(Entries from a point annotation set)
************

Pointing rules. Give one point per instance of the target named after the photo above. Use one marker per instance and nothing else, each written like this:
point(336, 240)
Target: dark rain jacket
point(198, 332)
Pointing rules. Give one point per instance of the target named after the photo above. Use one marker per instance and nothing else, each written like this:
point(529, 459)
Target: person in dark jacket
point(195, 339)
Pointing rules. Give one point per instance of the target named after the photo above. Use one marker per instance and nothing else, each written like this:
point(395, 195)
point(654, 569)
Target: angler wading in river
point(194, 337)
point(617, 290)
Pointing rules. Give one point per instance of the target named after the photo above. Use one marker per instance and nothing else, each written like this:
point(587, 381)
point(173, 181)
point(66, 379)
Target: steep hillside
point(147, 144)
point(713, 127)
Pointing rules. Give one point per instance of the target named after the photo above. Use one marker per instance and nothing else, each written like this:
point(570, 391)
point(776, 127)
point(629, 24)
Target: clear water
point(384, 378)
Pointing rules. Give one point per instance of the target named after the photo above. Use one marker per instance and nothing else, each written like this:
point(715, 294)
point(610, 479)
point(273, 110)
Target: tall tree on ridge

************

# WHAT IS ASKED
Show each line of the listing above that contains the string "dark".

# FINAL RESULT
Target: dark rain jacket
Target: person in dark jacket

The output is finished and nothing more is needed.